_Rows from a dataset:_
------------------------------------------------

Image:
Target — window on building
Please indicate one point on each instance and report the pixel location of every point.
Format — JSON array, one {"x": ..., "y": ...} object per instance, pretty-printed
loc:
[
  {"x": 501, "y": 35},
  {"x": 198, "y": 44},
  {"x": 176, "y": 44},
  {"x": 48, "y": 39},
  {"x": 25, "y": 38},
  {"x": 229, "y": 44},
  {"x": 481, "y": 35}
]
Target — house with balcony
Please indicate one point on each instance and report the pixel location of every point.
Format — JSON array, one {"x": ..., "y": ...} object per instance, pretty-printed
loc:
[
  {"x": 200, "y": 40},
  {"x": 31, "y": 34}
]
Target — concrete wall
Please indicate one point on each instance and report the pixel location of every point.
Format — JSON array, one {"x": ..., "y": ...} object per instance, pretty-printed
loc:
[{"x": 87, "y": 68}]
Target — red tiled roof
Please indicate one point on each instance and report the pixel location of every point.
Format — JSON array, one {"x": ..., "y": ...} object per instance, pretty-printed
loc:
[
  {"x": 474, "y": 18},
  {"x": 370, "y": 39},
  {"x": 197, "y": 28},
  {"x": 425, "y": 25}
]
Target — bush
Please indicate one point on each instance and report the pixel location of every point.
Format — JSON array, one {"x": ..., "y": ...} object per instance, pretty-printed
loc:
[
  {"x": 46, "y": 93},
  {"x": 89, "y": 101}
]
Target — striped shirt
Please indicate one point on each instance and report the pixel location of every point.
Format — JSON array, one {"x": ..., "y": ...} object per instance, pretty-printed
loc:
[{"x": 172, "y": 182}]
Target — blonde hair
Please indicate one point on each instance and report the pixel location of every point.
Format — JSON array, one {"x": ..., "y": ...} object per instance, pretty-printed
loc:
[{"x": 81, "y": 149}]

------------------------------------------------

_Aim of the exercise:_ Extract every line of the items above and reproduce each one unchanged, character for character.

_Written response:_
Image:
Target — window on building
Please indicate one point on each instance and report the pixel location of every point.
Format — JSON array, one {"x": ..., "y": ...} object per instance, pretty-printed
loc:
[
  {"x": 501, "y": 35},
  {"x": 198, "y": 44},
  {"x": 176, "y": 44},
  {"x": 48, "y": 39},
  {"x": 25, "y": 38},
  {"x": 229, "y": 44},
  {"x": 481, "y": 35}
]
Target — house with balcony
Please indicate one point on each instance and report the pixel location of every point.
Format — JSON array, one {"x": ..., "y": ...} object per instance, pretty-printed
loc:
[
  {"x": 200, "y": 40},
  {"x": 31, "y": 34}
]
Target — concrete wall
Please indicate one point on each instance and report the pixel location of every point.
Format — JSON array, one {"x": ..., "y": ...} object per instance, pretty-printed
loc:
[{"x": 87, "y": 68}]
Target — red tiled roof
Please indicate one point on each instance and report the pixel location of every point.
Format — JSON array, one {"x": ..., "y": ...} object per instance, pretty-printed
loc:
[
  {"x": 474, "y": 18},
  {"x": 370, "y": 39},
  {"x": 197, "y": 28},
  {"x": 425, "y": 25}
]
Target — bush
Please indicate one point on each instance and report the pixel location of every point.
Format — JSON array, one {"x": ..., "y": ...} object per instance, pretty-printed
loc:
[
  {"x": 46, "y": 93},
  {"x": 89, "y": 101}
]
Target — striped shirt
Please indicate one point on each instance and report the pixel location of every point.
Format — JSON array, one {"x": ..., "y": ...} object per instance, pretty-printed
loc:
[{"x": 172, "y": 182}]
Target — blonde hair
Please indicate one point on each instance and report the pixel location of every point.
Format — JSON array, one {"x": ..., "y": ...} object per instance, pretty-printed
loc:
[{"x": 81, "y": 149}]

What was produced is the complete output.